The exercise = How would you continue the account of a day in the European Parliament in Brussels that follows, picking up after its final sentence?

Speaking face to face, even with a mask on, can make communications flow smoothly.

It’s 10:30 in Brussels and the Transport Committee has kicked off.

A row over the annual budget ensues, and a vote takes place.

This shortfall in the budget is filled, but the money must go towards military mobility. I disagree, and a vote takes place.

The budget passes, but funds that could go to improving public transport instead go to ­reinforcing roads for the weight of military vehicles: win some, lose some.


11.30, and we take a short break. I meet up with a Swedish colleague and we discuss developments on night-trains over a coffee.

It’s not of huge relevance to Ireland, but it is good to hear that the Swedish Government is ensuring new sleeper trains will be provided next year, to speed sleeping travellers to their destinations as a low-carbon ­alternative to flying.

12 noon, and I take an elevator down to a multi-media floor where I record a short video ‘as Gaeilge’ for social media.

It is fifty years since Denmark and Ireland voted to join what was then known as the Common Market, and a short video together with Danish MEPs will celebrate.

I then grab a sandwich, and head back upstairs to meet with my colleagues to discuss upcoming legislation.


The European parliament divides its work into 20 different committees, and I sit on the Transport as well as the Research and Energy Committees.

I’ve just been selected as the ‘Rapporteur’ or facilitator of a new piece of legislation: the ‘European Performance of Buildings Directive.’

This draft law will ensure all buildings in Europe are upgraded to an ‘A-energy rating’ by the year 2050 and we need to get the details right.

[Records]

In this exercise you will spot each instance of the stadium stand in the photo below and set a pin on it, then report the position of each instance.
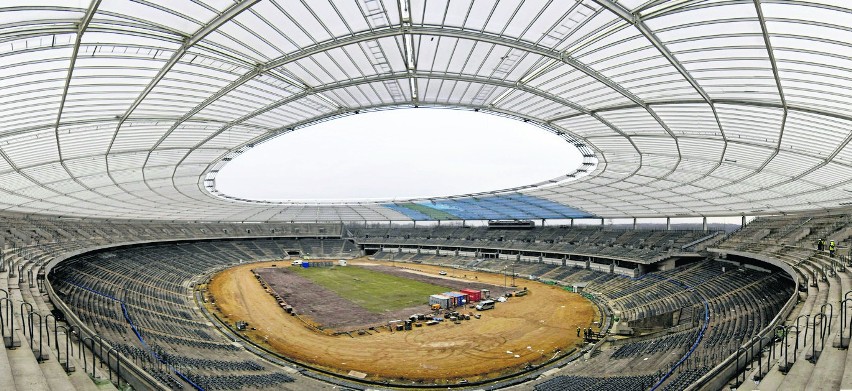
(711, 307)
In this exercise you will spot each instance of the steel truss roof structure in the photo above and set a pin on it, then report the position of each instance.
(127, 109)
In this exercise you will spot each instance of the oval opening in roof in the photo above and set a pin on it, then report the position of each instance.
(398, 154)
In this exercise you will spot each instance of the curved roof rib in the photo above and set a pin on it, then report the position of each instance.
(128, 109)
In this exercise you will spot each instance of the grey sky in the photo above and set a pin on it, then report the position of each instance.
(399, 154)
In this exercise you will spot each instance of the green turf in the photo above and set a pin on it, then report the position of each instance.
(372, 290)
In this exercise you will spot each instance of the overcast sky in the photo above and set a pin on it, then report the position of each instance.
(400, 153)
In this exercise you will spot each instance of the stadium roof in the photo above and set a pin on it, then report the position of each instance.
(127, 109)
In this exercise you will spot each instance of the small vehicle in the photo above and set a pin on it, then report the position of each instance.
(485, 305)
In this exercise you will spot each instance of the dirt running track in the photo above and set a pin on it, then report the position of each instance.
(532, 327)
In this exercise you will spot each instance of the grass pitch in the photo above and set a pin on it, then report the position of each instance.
(374, 291)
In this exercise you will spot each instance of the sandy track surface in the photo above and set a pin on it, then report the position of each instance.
(532, 328)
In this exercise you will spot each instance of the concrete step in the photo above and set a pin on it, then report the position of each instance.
(26, 370)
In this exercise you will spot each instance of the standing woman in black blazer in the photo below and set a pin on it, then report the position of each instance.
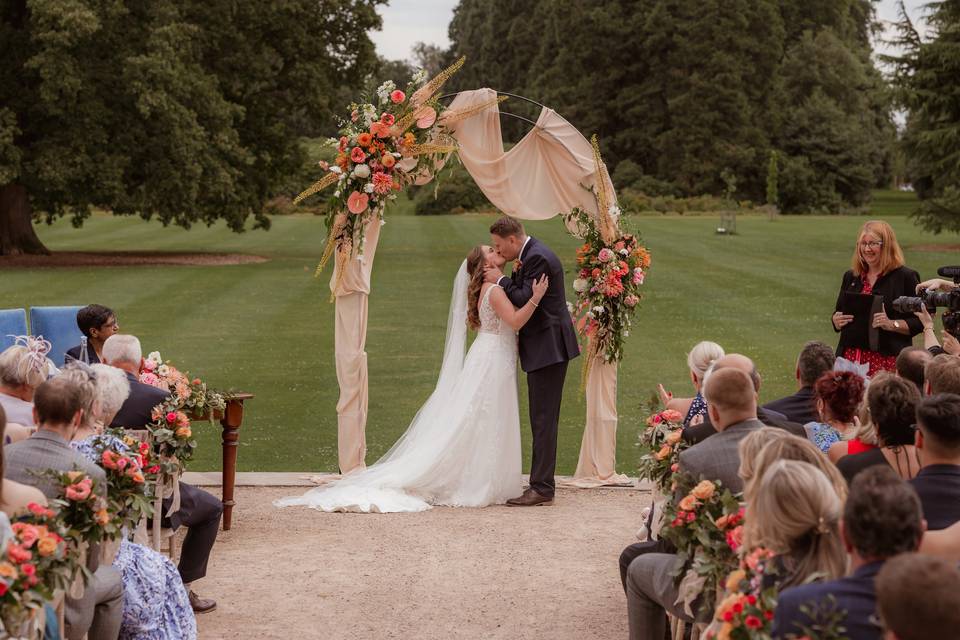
(878, 268)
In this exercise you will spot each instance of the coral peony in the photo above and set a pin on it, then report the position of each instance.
(357, 202)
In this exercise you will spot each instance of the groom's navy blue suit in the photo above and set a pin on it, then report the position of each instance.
(547, 342)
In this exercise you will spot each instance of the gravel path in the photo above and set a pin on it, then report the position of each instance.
(544, 572)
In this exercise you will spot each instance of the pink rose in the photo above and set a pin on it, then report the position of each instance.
(357, 202)
(426, 117)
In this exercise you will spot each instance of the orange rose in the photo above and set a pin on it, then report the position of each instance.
(47, 547)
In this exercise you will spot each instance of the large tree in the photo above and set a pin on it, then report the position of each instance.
(184, 110)
(927, 80)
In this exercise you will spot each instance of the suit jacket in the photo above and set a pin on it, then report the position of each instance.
(548, 337)
(899, 282)
(717, 458)
(938, 486)
(135, 413)
(800, 407)
(74, 354)
(700, 432)
(854, 594)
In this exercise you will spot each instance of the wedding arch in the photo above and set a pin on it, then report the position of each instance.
(552, 171)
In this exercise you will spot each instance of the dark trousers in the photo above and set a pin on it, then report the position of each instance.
(545, 388)
(200, 512)
(636, 550)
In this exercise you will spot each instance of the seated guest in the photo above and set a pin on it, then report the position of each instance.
(698, 360)
(910, 365)
(199, 511)
(942, 375)
(23, 367)
(893, 407)
(14, 497)
(58, 412)
(156, 605)
(731, 402)
(880, 520)
(815, 359)
(838, 395)
(96, 323)
(918, 597)
(938, 441)
(698, 433)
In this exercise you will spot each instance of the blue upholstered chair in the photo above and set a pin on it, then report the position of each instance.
(58, 325)
(13, 322)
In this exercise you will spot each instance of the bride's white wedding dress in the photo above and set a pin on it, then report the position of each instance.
(463, 447)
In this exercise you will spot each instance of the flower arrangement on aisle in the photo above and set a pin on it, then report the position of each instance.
(394, 139)
(706, 526)
(35, 563)
(190, 395)
(660, 444)
(611, 267)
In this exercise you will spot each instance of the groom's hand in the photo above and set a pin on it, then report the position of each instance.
(491, 274)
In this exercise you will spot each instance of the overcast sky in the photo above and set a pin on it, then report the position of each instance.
(408, 21)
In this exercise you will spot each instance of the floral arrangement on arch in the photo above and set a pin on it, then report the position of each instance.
(394, 139)
(661, 443)
(190, 394)
(36, 562)
(706, 526)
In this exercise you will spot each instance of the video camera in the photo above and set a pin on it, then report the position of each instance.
(949, 300)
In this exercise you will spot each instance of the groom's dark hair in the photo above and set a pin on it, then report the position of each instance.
(506, 227)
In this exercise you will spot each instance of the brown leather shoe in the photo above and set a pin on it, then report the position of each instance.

Exercise output =
As rapporteur my job is to liaise with all the political groups from 27 countries and get the draft law passed.

A Romanian MEP wants more focus on district-heating; a Portuguese colleague wants to phase out gas boilers sooner, and soon we’re haggling over dates and ­wording.


A deal will emerge in a Trialogue meeting with the European Commission and Energy Ministers in the coming months.

Later in Committee, I say that everyone deserves a ‘Hygge home’.

My use of the Danish word for ‘cosy’ raises a few eyebrows across the chamber.

In the late afternoon, I move on to another file: the Digital Services Act.

This law will temper the excesses of the big online media giants and ensure citizens have control over their personal info.

In a world where big data is increasingly valuable, we must also ensure small ­businesses can survive and prosper.

As the day ends, I hop on my bike and cycle to my apartment in the township of St. Gilles.

If I time things right, I’ll get to the local outdoor market before it closes and be able to buy some fresh fruit and vegetables to make a meal before catching some shut eye before another busy day begins.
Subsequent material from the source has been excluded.